Exercise input Block Start

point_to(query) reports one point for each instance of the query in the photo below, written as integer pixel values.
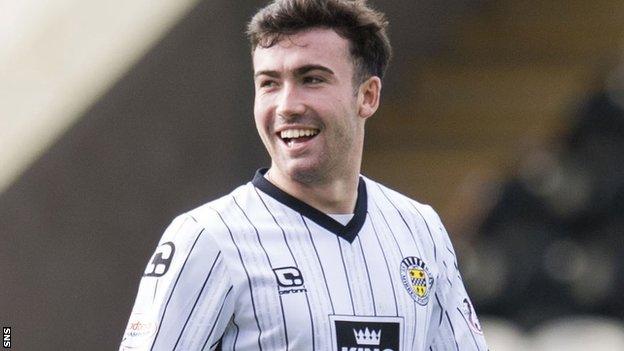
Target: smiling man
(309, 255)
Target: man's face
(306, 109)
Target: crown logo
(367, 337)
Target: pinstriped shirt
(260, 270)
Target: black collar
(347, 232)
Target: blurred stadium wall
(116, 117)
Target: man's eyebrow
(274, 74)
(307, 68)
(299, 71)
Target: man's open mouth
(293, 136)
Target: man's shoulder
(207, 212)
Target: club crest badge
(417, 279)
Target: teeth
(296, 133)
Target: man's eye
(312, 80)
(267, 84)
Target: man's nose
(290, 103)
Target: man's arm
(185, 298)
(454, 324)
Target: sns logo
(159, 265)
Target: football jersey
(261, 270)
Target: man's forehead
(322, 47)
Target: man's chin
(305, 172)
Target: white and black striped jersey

Exercise input Block End
Exercise input Block Start

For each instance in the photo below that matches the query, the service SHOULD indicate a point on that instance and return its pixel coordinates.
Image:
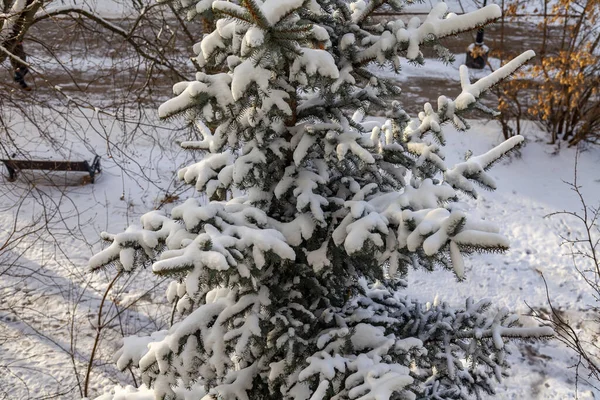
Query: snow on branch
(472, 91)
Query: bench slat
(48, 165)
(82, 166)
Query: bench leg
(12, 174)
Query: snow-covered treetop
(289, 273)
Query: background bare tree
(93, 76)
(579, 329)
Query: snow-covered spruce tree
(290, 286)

Exercise input Block End
Exercise input Block Start

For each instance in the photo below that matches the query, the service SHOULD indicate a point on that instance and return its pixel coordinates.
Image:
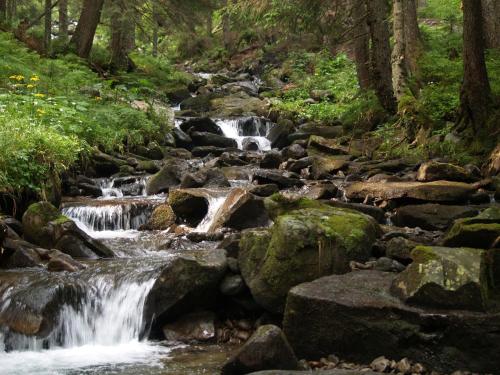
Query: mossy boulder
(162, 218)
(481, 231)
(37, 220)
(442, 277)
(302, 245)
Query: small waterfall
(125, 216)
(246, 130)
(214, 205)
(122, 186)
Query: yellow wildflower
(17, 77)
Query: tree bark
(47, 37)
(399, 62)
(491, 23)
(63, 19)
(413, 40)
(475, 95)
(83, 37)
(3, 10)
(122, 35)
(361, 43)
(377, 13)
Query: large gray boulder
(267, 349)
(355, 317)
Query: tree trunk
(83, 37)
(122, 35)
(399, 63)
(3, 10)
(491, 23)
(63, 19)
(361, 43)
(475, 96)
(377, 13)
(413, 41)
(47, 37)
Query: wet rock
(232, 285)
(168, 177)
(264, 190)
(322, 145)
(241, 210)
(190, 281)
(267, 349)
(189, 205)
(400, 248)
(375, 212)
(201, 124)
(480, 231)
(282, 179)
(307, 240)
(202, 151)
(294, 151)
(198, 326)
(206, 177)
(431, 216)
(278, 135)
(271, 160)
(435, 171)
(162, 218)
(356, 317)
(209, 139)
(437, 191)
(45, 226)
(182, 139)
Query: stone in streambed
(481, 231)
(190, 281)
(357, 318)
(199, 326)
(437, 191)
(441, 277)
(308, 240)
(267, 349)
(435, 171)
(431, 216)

Exercise input Block End

- **The task**
Above are the records; print exactly the lines from the line with "Target: man's forehead" to the line with "Target: white and black striped jersey", including both, and nothing else.

- **Exercise result**
Target: man's forehead
(322, 47)
Target: man's chin
(305, 172)
Target: white and black striped jersey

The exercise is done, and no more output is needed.